#### DATASET RECORDS

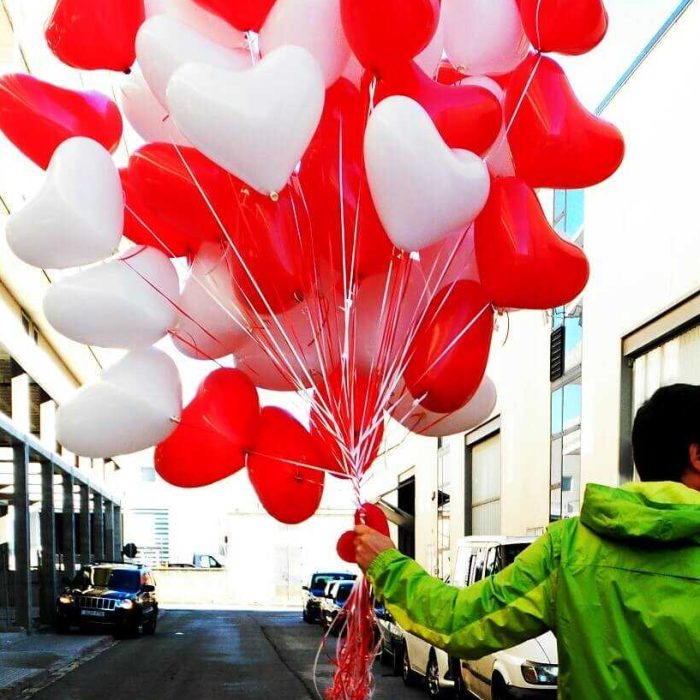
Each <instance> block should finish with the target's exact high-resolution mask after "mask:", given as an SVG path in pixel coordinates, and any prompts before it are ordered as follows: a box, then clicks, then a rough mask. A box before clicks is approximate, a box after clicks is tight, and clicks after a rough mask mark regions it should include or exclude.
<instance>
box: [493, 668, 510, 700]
mask: <svg viewBox="0 0 700 700" xmlns="http://www.w3.org/2000/svg"><path fill="white" fill-rule="evenodd" d="M491 700H508V686H507V685H506V682H505V681H504V680H503V676H502V675H501V674H500V673H494V674H493V678H492V679H491Z"/></svg>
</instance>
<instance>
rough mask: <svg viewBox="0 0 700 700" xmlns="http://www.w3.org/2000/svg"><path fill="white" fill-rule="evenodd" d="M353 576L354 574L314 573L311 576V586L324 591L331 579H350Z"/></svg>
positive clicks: (343, 579) (332, 580)
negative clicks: (313, 573)
mask: <svg viewBox="0 0 700 700" xmlns="http://www.w3.org/2000/svg"><path fill="white" fill-rule="evenodd" d="M353 578H354V575H353V574H314V575H313V576H312V577H311V588H312V589H313V590H315V591H322V590H323V589H324V588H325V587H326V584H327V583H328V582H329V581H350V580H352V579H353Z"/></svg>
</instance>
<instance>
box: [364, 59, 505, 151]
mask: <svg viewBox="0 0 700 700" xmlns="http://www.w3.org/2000/svg"><path fill="white" fill-rule="evenodd" d="M368 78H369V79H371V76H369V75H366V76H365V81H367V80H368ZM391 95H404V96H405V97H410V98H411V99H412V100H415V101H416V102H418V104H420V105H421V106H422V107H423V109H425V111H426V112H427V113H428V114H429V115H430V117H431V118H432V120H433V122H434V123H435V126H436V127H437V130H438V131H439V132H440V135H441V136H442V138H443V139H444V140H445V143H447V145H448V146H449V147H450V148H463V149H465V150H467V151H472V152H473V153H476V154H478V155H483V154H484V153H486V151H487V150H488V149H489V148H490V147H491V145H493V142H494V141H495V140H496V137H497V136H498V134H499V133H500V131H501V127H502V125H503V109H502V108H501V103H500V101H499V100H498V98H497V97H496V96H495V95H494V94H493V93H492V92H490V91H489V90H487V89H486V88H483V87H477V86H475V85H464V86H450V85H441V84H440V83H437V82H435V81H434V80H432V79H431V78H429V77H428V76H427V75H426V74H425V73H424V72H423V71H422V70H421V69H420V67H419V66H418V65H416V64H415V63H414V62H410V63H401V64H397V65H394V66H392V67H391V68H390V69H388V70H386V71H385V72H384V73H383V74H382V77H381V79H380V80H379V81H378V82H377V86H376V90H375V93H374V99H375V103H379V102H380V101H381V100H383V99H384V98H385V97H390V96H391Z"/></svg>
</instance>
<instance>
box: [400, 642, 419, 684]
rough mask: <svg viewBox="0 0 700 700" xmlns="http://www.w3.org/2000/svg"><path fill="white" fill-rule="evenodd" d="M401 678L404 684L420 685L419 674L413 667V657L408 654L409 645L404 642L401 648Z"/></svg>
mask: <svg viewBox="0 0 700 700" xmlns="http://www.w3.org/2000/svg"><path fill="white" fill-rule="evenodd" d="M401 678H403V682H404V685H408V686H412V685H418V674H417V673H416V672H415V671H414V670H413V669H412V668H411V659H410V658H409V656H408V647H407V646H406V644H405V643H404V645H403V649H402V650H401Z"/></svg>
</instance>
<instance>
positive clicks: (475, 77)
mask: <svg viewBox="0 0 700 700" xmlns="http://www.w3.org/2000/svg"><path fill="white" fill-rule="evenodd" d="M459 84H460V85H475V86H476V87H483V88H486V89H487V90H489V91H490V92H491V93H492V94H493V95H494V96H495V97H497V98H498V101H499V102H500V103H501V105H503V101H504V100H505V96H506V93H505V91H504V90H503V88H502V87H501V86H500V85H499V84H498V83H497V82H496V81H495V80H493V79H492V78H489V77H487V76H485V75H476V76H472V77H470V78H465V79H464V80H461V81H460V83H459ZM484 160H485V161H486V165H487V166H488V168H489V172H490V173H491V175H494V176H496V177H513V176H514V175H515V164H514V163H513V154H512V153H511V150H510V145H509V144H508V135H507V134H506V125H505V121H504V122H503V124H502V125H501V133H500V134H498V137H497V138H496V140H495V141H494V143H493V146H491V148H490V149H489V151H488V153H487V154H486V156H485V157H484Z"/></svg>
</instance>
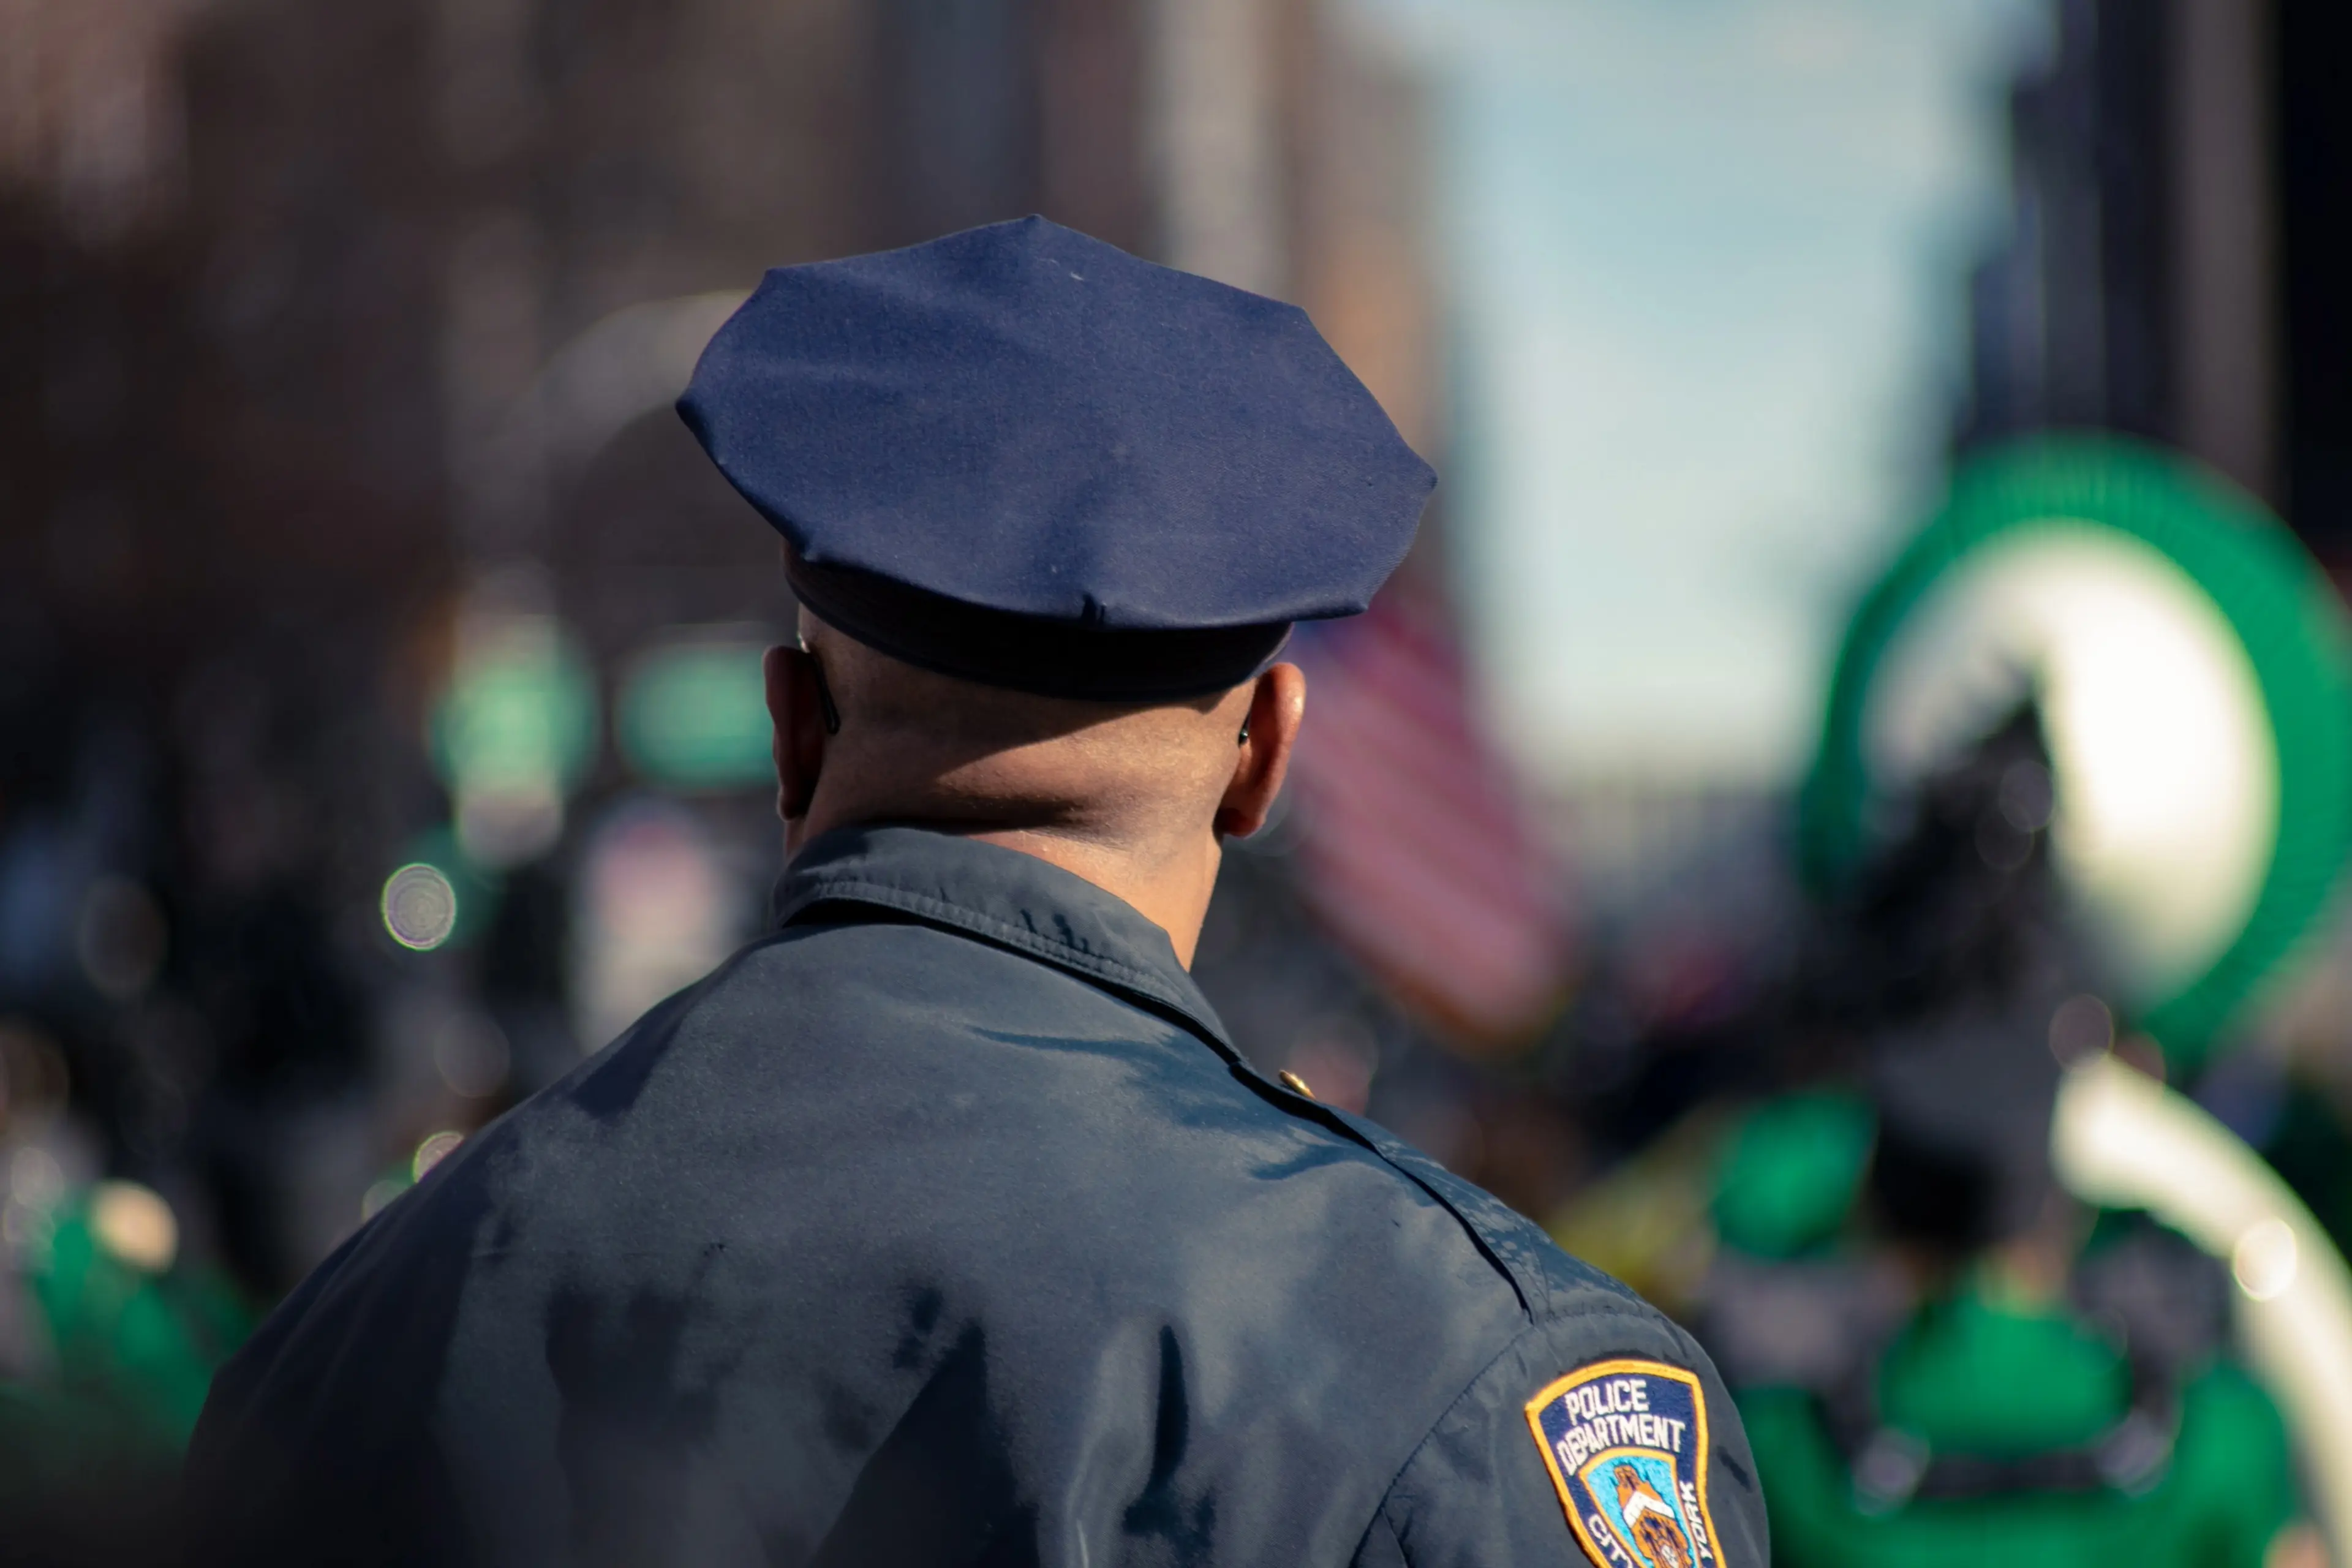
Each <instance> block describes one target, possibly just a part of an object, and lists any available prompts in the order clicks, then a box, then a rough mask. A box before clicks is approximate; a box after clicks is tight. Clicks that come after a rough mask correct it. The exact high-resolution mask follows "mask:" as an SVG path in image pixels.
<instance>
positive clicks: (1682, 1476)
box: [188, 219, 1769, 1568]
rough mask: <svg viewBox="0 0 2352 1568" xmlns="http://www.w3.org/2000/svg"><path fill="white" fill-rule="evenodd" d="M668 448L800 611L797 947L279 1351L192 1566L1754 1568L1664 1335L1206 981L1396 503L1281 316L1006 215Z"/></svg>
mask: <svg viewBox="0 0 2352 1568" xmlns="http://www.w3.org/2000/svg"><path fill="white" fill-rule="evenodd" d="M680 407H682V414H684V418H687V423H689V425H691V428H694V433H696V437H701V442H703V447H706V449H708V451H710V456H713V461H715V463H717V465H720V470H722V473H724V475H727V477H729V480H731V482H734V484H736V489H741V491H743V496H748V498H750V501H753V505H755V508H757V510H760V512H762V515H764V517H767V520H769V522H771V524H774V527H776V529H779V531H781V534H783V538H786V557H788V574H790V583H793V588H795V592H797V597H800V604H802V623H800V625H802V646H797V649H776V651H771V654H769V665H767V679H769V708H771V715H774V722H776V766H779V780H781V811H783V816H786V823H788V849H790V867H788V872H786V877H783V882H781V884H779V893H776V926H774V931H771V933H769V936H764V938H762V940H757V943H753V945H750V947H746V950H743V952H739V954H736V957H734V959H729V961H727V964H724V966H722V969H720V971H717V973H713V976H710V978H706V980H703V983H699V985H694V987H691V990H687V992H682V994H677V997H673V999H670V1001H666V1004H661V1006H659V1009H654V1011H652V1013H649V1016H647V1018H642V1020H640V1023H637V1025H635V1027H630V1030H628V1032H626V1034H623V1037H621V1039H619V1041H614V1044H612V1046H607V1048H604V1051H600V1053H597V1056H595V1058H590V1060H588V1063H583V1065H581V1067H579V1070H576V1072H574V1074H572V1077H569V1079H564V1081H562V1084H557V1086H555V1088H550V1091H548V1093H541V1095H536V1098H534V1100H529V1103H527V1105H522V1107H520V1110H515V1112H513V1114H508V1117H506V1119H503V1121H499V1124H494V1126H492V1128H487V1131H485V1133H480V1135H477V1138H473V1140H470V1143H468V1145H466V1147H463V1150H461V1152H459V1154H454V1157H449V1159H447V1161H442V1164H440V1166H437V1168H435V1171H433V1175H430V1178H428V1180H426V1182H423V1185H419V1187H416V1190H414V1192H409V1194H407V1197H402V1199H397V1201H395V1204H390V1206H388V1208H386V1211H383V1213H379V1215H376V1218H374V1220H372V1222H369V1225H367V1227H362V1229H360V1232H358V1234H355V1237H353V1239H350V1241H348V1244H346V1246H343V1248H341V1251H339V1253H336V1255H334V1258H329V1260H327V1262H325V1265H322V1267H320V1269H318V1272H315V1274H313V1276H310V1279H308V1281H306V1284H303V1286H301V1288H299V1291H296V1293H294V1295H292V1298H289V1300H287V1302H285V1307H282V1309H280V1312H278V1314H275V1316H273V1319H270V1321H268V1326H266V1328H263V1331H261V1333H259V1335H256V1338H254V1340H252V1345H249V1347H247V1349H245V1352H242V1354H240V1356H238V1359H235V1361H233V1363H230V1366H228V1368H226V1371H223V1373H221V1378H219V1382H216V1387H214V1392H212V1401H209V1406H207V1410H205V1418H202V1427H200V1432H198V1439H195V1446H193V1458H191V1469H188V1479H191V1495H193V1497H195V1507H198V1535H195V1540H198V1542H200V1554H205V1556H209V1559H235V1561H320V1559H329V1556H332V1559H334V1561H416V1563H423V1561H433V1563H449V1561H480V1563H562V1561H612V1563H621V1561H628V1563H736V1561H746V1563H748V1561H771V1563H856V1566H889V1563H1070V1566H1077V1563H1279V1566H1282V1568H1298V1566H1312V1563H1331V1566H1338V1563H1576V1561H1592V1563H1602V1566H1606V1568H1635V1566H1646V1568H1715V1566H1717V1563H1726V1566H1731V1568H1764V1563H1766V1561H1769V1547H1766V1537H1764V1512H1762V1502H1759V1495H1757V1483H1755V1460H1752V1455H1750V1450H1748V1443H1745V1439H1743V1434H1740V1422H1738V1415H1736V1410H1733V1408H1731V1403H1729V1399H1726V1394H1724V1389H1722V1385H1719V1380H1717V1375H1715V1371H1712V1368H1710V1363H1708V1359H1705V1356H1703V1354H1700V1352H1698V1347H1696V1345H1693V1342H1691V1338H1689V1335H1686V1333H1682V1331H1679V1328H1677V1326H1675V1324H1670V1321H1665V1319H1663V1316H1661V1314H1658V1312H1653V1309H1649V1307H1646V1305H1644V1302H1642V1300H1637V1298H1635V1295H1632V1293H1628V1291H1625V1288H1623V1286H1616V1284H1613V1281H1609V1279H1606V1276H1602V1274H1597V1272H1592V1269H1588V1267H1583V1265H1578V1262H1573V1260H1571V1258H1566V1255H1564V1253H1559V1251H1555V1248H1552V1246H1550V1244H1548V1241H1545V1237H1543V1234H1541V1232H1538V1229H1536V1227H1534V1225H1526V1222H1524V1220H1519V1218H1517V1215H1512V1213H1510V1211H1508V1208H1503V1206H1501V1204H1498V1201H1494V1199H1491V1197H1486V1194H1484V1192H1479V1190H1475V1187H1470V1185H1465V1182H1461V1180H1456V1178H1451V1175H1449V1173H1446V1171H1442V1168H1437V1166H1435V1164H1430V1161H1428V1159H1425V1157H1421V1154H1416V1152H1414V1150H1409V1147H1404V1145H1399V1143H1397V1140H1395V1138H1390V1135H1388V1133H1383V1131H1381V1128H1376V1126H1371V1124H1367V1121H1362V1119H1355V1117H1348V1114H1343V1112H1336V1110H1331V1107H1327V1105H1322V1103H1317V1100H1312V1098H1310V1095H1308V1093H1301V1091H1298V1088H1296V1084H1294V1086H1282V1084H1272V1081H1268V1079H1263V1077H1258V1072H1254V1070H1251V1067H1249V1065H1247V1063H1244V1060H1242V1058H1240V1053H1237V1051H1235V1048H1232V1041H1230V1039H1228V1034H1225V1030H1223V1025H1221V1023H1218V1018H1216V1013H1214V1011H1211V1009H1209V1004H1207V1001H1204V999H1202V994H1200V990H1197V987H1195V985H1192V980H1190V976H1188V973H1185V964H1188V959H1190V952H1192V945H1195V938H1197V931H1200V922H1202V912H1204V907H1207V903H1209V891H1211V884H1214V877H1216V865H1218V846H1221V842H1223V839H1225V837H1230V835H1247V832H1251V830H1256V827H1258V825H1261V823H1263V820H1265V813H1268V809H1270V804H1272V799H1275V792H1277V790H1279V785H1282V773H1284V764H1287V759H1289V752H1291V743H1294V738H1296V736H1298V726H1301V715H1303V701H1305V691H1303V677H1301V672H1298V670H1296V668H1294V665H1287V663H1277V654H1279V649H1282V642H1284V637H1287V632H1289V625H1291V623H1294V621H1301V618H1315V616H1343V614H1355V611H1359V609H1364V604H1367V599H1369V597H1371V592H1374V588H1378V583H1381V581H1383V578H1385V576H1388V571H1390V569H1392V567H1395V564H1397V559H1399V557H1402V555H1404V548H1406V543H1409V538H1411V534H1414V527H1416V517H1418V512H1421V505H1423V498H1425V494H1428V489H1430V482H1432V477H1430V473H1428V468H1425V465H1423V463H1421V461H1418V458H1416V456H1414V454H1411V451H1409V449H1406V447H1404V444H1402V442H1399V440H1397V435H1395V430H1392V428H1390V423H1388V421H1385V418H1383V416H1381V411H1378V407H1376V404H1374V400H1371V397H1369V393H1364V388H1362V386H1359V383H1357V381H1355V378H1352V376H1350V374H1348V369H1345V367H1343V364H1341V362H1338V357H1334V355H1331V350H1329V348H1327V346H1324V341H1322V339H1319V336H1317V334H1315V329H1312V324H1310V322H1308V320H1305V315H1303V313H1298V310H1294V308H1289V306H1279V303H1272V301H1265V299H1258V296H1251V294H1242V292H1235V289H1225V287H1221V284H1214V282H1204V280H1200V277H1188V275H1183V273H1171V270H1164V268H1157V266H1148V263H1141V261H1136V259H1131V256H1127V254H1122V252H1117V249H1110V247H1105V244H1098V242H1094V240H1087V237H1082V235H1075V233H1070V230H1065V228H1056V226H1054V223H1047V221H1042V219H1028V221H1021V223H1002V226H993V228H981V230H971V233H962V235H950V237H946V240H938V242H931V244H920V247H913V249H903V252H891V254H880V256H861V259H851V261H837V263H821V266H802V268H783V270H776V273H769V275H767V280H764V284H762V287H760V292H757V294H755V296H753V299H750V301H748V303H746V306H743V310H741V313H739V315H736V317H734V320H731V322H729V324H727V327H724V329H722V331H720V334H717V339H715V341H713V343H710V348H708V350H706V355H703V362H701V367H699V369H696V376H694V383H691V388H689V390H687V395H684V400H682V404H680ZM1437 809H1442V806H1439V804H1437V802H1432V811H1437Z"/></svg>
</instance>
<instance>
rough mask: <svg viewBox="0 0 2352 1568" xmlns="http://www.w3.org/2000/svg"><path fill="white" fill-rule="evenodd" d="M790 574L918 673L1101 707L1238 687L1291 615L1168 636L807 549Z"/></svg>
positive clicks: (1254, 672)
mask: <svg viewBox="0 0 2352 1568" xmlns="http://www.w3.org/2000/svg"><path fill="white" fill-rule="evenodd" d="M786 576H788V578H790V583H793V592H795V595H800V602H802V604H807V607H809V611H811V614H814V616H816V618H818V621H823V623H826V625H830V628H835V630H840V632H847V635H849V637H856V639H858V642H863V644H866V646H870V649H877V651H882V654H889V656H891V658H898V661H903V663H910V665H915V668H917V670H931V672H934V675H955V677H960V679H969V682H981V684H983V686H1007V689H1011V691H1030V693H1035V696H1068V698H1084V701H1094V703H1174V701H1183V698H1190V696H1209V693H1211V691H1230V689H1232V686H1240V684H1242V682H1247V679H1251V677H1254V675H1258V672H1261V670H1265V665H1270V663H1272V661H1275V656H1277V654H1279V651H1282V644H1287V642H1289V639H1291V623H1289V621H1277V623H1270V625H1221V628H1188V630H1167V632H1145V630H1101V628H1087V625H1073V623H1068V621H1047V618H1042V616H1016V614H1009V611H1000V609H981V607H976V604H964V602H960V599H948V597H943V595H936V592H927V590H922V588H908V585H906V583H894V581H889V578H882V576H875V574H873V571H856V569H851V567H816V564H811V562H807V559H802V557H800V552H797V550H790V552H788V555H786Z"/></svg>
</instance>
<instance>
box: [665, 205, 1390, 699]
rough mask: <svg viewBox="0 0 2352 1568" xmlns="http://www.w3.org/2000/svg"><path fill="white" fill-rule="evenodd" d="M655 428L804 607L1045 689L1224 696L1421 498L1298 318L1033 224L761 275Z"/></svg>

########

◆ **EXERCISE DETAILS**
Look over the material above and report each line holding "block".

◆ **EXPECTED OUTPUT**
Each <instance> block should finish with the target's exact high-resolution mask after "mask:", given as an SVG path in pixel coordinates, and any prompts before it are ordered as follows: a box, then clicks, then a rough mask. A box before clicks is approximate, a box after clicks is tight, and clicks after a rough mask mark regions it should include or exclude.
Each <instance> block describes one target, possibly just a part of an object, and lists any available prompts in the order clicks, then a box, then a rough mask. A box before clicks is approximate; a box after clicks is tight. Clicks that come after a rough mask correct it. The exact high-resolution mask follows "mask:" as an SVG path in image pixels.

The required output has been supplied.